**SOURCE DATA**
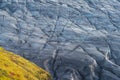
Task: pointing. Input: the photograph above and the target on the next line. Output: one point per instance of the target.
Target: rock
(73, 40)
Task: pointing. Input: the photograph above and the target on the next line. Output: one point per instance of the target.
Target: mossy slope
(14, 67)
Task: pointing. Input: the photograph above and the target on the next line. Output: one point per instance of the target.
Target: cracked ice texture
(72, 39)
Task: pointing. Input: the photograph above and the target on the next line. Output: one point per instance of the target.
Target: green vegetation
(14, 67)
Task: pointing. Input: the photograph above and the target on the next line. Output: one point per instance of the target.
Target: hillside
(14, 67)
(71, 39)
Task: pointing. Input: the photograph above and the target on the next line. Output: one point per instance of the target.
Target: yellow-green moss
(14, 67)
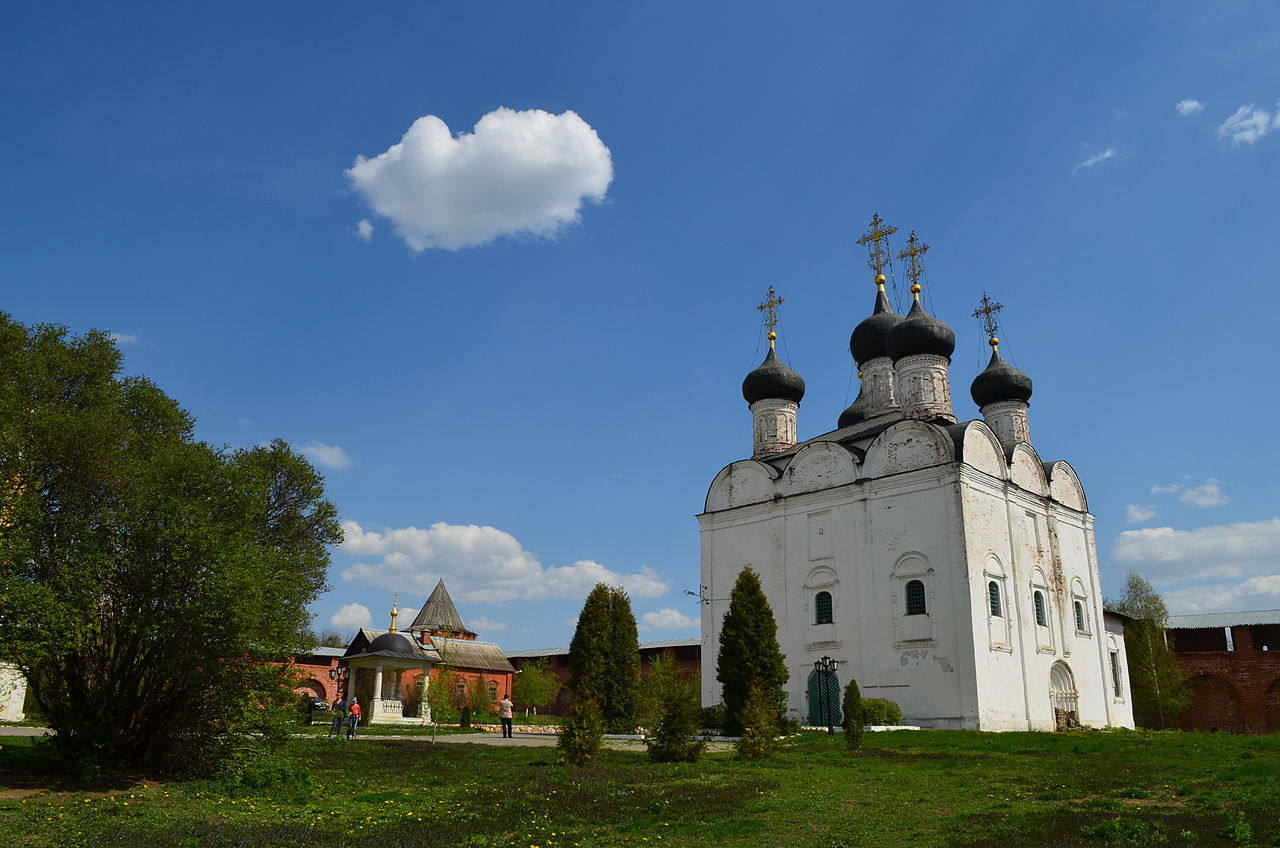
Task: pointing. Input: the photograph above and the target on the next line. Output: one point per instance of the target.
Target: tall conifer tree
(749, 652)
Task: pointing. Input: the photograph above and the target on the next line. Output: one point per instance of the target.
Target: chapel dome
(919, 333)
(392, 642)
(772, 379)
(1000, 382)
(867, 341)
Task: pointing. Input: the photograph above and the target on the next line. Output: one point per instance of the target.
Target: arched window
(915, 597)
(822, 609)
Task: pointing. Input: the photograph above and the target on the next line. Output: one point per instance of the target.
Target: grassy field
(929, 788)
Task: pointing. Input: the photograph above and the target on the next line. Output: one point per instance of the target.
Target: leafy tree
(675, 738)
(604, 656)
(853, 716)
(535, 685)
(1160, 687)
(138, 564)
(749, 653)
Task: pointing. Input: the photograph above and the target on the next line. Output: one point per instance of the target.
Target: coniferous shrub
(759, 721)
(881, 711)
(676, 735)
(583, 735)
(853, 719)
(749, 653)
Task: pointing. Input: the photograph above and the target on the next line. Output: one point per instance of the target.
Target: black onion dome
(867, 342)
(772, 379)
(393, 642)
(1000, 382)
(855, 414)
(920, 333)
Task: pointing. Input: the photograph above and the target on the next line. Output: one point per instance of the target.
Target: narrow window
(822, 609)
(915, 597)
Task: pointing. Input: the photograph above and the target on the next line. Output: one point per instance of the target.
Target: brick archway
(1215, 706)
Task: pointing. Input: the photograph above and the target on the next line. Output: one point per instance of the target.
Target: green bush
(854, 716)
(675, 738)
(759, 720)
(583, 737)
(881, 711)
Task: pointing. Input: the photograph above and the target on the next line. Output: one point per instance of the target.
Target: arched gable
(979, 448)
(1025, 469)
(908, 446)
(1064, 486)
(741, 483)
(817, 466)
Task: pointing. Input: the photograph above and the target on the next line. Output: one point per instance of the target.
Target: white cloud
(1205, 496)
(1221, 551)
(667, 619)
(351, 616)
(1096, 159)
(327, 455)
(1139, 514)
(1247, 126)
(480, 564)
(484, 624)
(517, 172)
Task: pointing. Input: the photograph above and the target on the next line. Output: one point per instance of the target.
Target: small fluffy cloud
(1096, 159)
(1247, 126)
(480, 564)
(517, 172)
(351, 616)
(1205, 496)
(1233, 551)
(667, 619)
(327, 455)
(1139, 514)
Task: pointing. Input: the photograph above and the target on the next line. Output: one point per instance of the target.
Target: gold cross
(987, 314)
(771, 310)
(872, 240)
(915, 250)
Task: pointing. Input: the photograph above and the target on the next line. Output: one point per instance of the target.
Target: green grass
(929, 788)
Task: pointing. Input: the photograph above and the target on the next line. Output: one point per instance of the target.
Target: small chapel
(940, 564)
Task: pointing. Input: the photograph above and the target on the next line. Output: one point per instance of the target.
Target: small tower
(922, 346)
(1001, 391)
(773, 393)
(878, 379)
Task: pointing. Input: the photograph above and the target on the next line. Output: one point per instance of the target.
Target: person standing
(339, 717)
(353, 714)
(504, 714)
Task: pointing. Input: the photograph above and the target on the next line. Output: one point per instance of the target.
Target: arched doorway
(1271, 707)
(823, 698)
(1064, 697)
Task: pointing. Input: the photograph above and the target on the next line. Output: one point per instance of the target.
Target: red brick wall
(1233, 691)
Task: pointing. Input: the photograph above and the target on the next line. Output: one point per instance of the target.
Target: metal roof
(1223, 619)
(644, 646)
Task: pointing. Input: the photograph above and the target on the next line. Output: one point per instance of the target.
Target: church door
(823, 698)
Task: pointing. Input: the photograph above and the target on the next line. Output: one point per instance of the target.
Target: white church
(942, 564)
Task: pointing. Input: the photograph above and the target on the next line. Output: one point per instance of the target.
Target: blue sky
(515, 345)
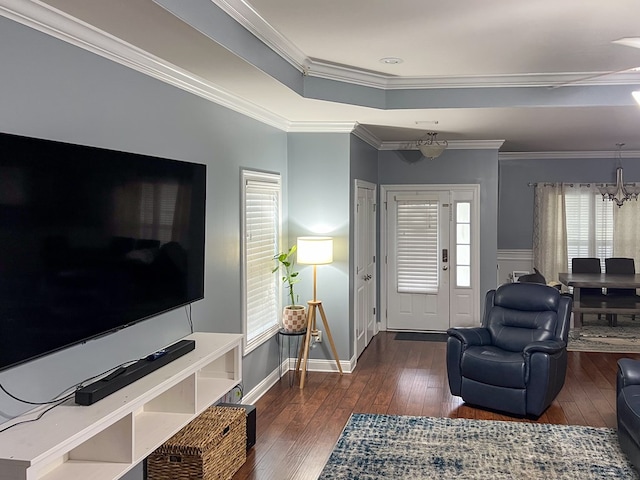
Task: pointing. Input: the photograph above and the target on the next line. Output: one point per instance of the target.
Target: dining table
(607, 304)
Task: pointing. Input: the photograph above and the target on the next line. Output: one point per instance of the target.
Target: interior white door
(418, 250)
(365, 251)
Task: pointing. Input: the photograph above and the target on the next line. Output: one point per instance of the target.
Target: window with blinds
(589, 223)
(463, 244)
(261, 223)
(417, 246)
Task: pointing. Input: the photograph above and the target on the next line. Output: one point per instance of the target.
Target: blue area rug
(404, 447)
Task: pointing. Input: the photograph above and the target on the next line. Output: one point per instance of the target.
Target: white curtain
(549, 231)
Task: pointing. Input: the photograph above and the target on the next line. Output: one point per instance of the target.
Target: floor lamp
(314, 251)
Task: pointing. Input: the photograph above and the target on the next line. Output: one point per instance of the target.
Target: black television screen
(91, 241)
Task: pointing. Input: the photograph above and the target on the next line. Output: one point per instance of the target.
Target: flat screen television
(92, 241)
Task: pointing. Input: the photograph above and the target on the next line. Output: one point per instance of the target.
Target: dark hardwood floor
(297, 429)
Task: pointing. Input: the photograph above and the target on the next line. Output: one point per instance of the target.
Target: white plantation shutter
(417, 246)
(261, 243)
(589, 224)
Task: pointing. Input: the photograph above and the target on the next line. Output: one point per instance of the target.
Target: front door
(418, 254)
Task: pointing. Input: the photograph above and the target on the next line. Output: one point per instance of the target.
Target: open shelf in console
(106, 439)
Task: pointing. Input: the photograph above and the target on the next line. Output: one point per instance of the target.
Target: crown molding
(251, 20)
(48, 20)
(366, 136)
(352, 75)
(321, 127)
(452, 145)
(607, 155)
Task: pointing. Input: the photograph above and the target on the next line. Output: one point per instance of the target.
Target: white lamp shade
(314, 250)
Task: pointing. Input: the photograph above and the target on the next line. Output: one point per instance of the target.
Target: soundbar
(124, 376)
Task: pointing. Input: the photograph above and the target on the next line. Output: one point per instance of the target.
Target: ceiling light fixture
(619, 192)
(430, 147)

---

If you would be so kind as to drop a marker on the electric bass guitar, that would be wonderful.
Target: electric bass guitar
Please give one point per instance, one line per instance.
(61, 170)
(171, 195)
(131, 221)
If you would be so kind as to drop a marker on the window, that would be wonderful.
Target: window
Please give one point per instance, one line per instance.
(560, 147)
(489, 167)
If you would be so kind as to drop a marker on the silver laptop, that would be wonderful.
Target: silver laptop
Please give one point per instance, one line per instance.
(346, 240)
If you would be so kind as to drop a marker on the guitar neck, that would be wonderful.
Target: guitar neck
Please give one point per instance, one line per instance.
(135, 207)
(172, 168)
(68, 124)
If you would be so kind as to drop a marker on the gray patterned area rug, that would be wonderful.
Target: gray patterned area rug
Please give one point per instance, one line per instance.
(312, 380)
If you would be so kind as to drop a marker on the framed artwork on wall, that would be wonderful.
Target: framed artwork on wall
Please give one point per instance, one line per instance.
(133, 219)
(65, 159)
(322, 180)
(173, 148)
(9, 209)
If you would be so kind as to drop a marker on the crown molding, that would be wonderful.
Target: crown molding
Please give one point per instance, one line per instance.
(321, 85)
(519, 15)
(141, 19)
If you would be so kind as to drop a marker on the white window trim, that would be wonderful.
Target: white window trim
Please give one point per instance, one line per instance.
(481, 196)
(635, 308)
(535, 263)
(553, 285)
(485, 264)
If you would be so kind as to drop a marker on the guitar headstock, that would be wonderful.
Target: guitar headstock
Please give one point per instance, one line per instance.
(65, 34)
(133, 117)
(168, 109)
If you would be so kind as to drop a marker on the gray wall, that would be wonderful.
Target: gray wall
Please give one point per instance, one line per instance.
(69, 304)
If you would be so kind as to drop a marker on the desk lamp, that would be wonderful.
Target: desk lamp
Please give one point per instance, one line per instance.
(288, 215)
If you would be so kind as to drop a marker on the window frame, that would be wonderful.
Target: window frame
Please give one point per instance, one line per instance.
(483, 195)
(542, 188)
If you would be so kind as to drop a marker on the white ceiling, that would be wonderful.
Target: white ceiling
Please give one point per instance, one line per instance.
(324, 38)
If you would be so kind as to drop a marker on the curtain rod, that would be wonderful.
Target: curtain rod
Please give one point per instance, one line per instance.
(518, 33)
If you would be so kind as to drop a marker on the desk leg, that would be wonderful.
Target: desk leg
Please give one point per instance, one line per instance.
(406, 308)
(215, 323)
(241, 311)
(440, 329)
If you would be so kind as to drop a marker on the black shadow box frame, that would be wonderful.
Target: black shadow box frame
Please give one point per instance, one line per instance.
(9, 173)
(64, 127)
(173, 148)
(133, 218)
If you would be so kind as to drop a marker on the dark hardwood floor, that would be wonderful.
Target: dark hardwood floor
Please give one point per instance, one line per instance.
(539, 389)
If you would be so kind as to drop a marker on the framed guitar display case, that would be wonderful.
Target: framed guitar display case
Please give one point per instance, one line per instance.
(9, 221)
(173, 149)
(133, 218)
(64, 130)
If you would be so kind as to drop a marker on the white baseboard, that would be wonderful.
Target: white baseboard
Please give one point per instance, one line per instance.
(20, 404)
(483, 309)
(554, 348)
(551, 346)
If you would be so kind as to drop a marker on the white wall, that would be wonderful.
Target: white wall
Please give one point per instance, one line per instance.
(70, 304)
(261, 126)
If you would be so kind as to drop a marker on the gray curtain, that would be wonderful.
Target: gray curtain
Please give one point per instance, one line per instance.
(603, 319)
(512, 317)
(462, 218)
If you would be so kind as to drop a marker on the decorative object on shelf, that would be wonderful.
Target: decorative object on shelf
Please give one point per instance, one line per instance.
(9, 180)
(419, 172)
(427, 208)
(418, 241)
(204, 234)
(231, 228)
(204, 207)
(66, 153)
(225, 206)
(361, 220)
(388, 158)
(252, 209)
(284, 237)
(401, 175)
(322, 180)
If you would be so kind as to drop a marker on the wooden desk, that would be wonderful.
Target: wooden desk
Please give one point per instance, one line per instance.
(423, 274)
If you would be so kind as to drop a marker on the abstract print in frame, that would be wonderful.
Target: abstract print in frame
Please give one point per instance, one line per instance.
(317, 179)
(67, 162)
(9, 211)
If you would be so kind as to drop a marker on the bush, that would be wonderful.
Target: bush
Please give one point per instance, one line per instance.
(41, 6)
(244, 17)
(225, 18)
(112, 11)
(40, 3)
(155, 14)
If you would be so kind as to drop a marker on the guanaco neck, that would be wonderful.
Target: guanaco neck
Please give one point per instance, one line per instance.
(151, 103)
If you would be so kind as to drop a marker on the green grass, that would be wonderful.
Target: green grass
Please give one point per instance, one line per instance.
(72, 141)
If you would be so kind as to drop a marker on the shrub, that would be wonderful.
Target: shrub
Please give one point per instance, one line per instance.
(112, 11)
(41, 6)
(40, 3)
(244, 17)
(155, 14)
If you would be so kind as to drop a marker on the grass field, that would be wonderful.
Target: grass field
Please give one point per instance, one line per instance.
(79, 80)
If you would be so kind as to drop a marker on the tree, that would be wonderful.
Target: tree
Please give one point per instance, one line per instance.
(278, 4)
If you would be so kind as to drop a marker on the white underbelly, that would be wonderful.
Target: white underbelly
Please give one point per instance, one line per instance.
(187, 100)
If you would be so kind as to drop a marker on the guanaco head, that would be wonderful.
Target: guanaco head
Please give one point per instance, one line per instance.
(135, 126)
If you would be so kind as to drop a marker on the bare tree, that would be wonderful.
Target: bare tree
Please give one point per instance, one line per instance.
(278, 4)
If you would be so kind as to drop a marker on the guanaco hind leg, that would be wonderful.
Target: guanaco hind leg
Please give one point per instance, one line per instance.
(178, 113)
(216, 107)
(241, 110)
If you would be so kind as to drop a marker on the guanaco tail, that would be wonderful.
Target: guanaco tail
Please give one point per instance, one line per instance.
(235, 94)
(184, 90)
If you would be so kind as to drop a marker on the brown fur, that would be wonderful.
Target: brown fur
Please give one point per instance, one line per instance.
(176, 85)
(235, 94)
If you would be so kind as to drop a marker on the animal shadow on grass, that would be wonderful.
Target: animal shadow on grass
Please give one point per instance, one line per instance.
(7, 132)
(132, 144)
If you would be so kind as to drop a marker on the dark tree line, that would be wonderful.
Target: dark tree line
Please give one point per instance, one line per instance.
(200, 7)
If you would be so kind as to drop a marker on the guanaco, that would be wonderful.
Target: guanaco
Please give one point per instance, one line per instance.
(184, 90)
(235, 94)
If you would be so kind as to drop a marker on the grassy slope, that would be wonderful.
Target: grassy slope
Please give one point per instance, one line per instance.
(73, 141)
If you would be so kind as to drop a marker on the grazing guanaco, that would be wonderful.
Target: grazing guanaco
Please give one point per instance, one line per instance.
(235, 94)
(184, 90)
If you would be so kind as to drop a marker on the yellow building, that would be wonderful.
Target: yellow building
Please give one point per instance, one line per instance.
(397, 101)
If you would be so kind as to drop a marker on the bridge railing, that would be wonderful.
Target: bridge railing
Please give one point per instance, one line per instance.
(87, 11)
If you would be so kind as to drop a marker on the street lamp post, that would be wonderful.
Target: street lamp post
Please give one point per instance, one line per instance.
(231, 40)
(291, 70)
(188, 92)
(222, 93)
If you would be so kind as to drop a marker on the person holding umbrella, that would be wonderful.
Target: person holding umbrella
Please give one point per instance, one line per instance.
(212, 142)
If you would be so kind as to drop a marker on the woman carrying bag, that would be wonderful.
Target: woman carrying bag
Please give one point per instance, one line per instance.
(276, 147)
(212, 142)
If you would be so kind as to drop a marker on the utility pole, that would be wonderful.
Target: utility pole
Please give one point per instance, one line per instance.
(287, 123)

--

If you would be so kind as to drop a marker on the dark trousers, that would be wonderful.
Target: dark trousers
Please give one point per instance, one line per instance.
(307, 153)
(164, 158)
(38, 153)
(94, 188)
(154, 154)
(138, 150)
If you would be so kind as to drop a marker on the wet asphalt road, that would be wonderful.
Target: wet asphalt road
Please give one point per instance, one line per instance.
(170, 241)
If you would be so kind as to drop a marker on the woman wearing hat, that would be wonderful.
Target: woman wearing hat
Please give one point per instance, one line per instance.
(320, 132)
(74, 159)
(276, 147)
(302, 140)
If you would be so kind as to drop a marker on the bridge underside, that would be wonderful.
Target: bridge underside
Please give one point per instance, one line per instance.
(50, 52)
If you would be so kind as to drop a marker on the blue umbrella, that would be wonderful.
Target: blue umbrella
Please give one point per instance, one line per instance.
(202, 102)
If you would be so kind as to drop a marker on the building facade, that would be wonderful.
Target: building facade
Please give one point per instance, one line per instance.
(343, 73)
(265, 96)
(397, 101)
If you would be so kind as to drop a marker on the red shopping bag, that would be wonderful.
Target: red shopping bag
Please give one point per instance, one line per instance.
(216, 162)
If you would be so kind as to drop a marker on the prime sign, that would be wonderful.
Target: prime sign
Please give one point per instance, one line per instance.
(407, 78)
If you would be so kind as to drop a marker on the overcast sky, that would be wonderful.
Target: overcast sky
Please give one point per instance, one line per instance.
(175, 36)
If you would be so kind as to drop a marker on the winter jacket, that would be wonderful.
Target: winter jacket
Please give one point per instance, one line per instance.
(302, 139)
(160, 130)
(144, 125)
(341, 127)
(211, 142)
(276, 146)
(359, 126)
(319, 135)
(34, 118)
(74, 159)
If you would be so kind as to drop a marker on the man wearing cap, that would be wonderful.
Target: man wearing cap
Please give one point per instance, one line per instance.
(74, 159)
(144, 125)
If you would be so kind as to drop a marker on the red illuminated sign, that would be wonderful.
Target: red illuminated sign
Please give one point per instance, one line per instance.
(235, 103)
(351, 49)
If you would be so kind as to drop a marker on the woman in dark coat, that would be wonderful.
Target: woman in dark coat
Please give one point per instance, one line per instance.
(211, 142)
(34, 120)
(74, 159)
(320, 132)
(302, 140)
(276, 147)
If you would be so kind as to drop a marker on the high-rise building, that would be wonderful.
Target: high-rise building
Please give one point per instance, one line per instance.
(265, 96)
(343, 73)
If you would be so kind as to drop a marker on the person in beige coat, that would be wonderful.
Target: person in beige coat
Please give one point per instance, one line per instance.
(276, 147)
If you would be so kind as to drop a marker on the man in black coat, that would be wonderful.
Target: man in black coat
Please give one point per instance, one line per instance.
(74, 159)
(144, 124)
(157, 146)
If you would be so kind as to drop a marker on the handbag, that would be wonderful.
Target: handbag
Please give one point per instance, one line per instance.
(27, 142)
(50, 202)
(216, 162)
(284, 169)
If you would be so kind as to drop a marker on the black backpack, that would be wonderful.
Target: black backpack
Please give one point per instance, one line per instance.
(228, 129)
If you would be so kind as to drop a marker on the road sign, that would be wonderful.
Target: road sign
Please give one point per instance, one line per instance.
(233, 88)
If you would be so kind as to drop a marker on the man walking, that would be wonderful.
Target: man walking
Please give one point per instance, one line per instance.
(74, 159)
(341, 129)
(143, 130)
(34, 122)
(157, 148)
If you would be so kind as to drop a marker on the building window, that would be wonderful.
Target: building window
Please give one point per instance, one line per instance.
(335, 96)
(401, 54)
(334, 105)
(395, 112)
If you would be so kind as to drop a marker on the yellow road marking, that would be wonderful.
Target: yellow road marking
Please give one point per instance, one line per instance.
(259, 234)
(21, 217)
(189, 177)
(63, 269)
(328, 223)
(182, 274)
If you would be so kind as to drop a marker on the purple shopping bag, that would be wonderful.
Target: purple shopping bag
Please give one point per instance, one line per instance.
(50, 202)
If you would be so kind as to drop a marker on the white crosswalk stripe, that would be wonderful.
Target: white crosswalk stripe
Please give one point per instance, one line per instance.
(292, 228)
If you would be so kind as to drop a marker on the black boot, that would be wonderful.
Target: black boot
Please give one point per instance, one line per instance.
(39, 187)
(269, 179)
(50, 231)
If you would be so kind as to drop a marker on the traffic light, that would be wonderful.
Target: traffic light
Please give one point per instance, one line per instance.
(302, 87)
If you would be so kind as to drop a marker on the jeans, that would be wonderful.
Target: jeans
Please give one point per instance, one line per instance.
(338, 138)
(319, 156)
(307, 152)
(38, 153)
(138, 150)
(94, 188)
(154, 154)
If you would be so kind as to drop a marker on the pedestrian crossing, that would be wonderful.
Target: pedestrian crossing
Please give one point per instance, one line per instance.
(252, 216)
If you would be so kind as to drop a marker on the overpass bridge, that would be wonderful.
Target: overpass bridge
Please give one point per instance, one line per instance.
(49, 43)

**WORK INSTRUCTIONS**
From the records above, print exactly the lines that run from the line with "Target: bridge railing" to the line with "holding umbrella, that would be wonderful.", inclusive.

**ANSWER SECTION**
Target: bridge railing
Please give one point per instance, one line per instance.
(87, 11)
If you would be so kind as to drop a marker on the street lamp post, that would be wonderful.
Target: street lamp post
Please give one point per instance, one line per instance.
(231, 40)
(291, 70)
(188, 92)
(222, 93)
If you would be so kind as to drop a marker on the person holding umbrella, that would be wonderful.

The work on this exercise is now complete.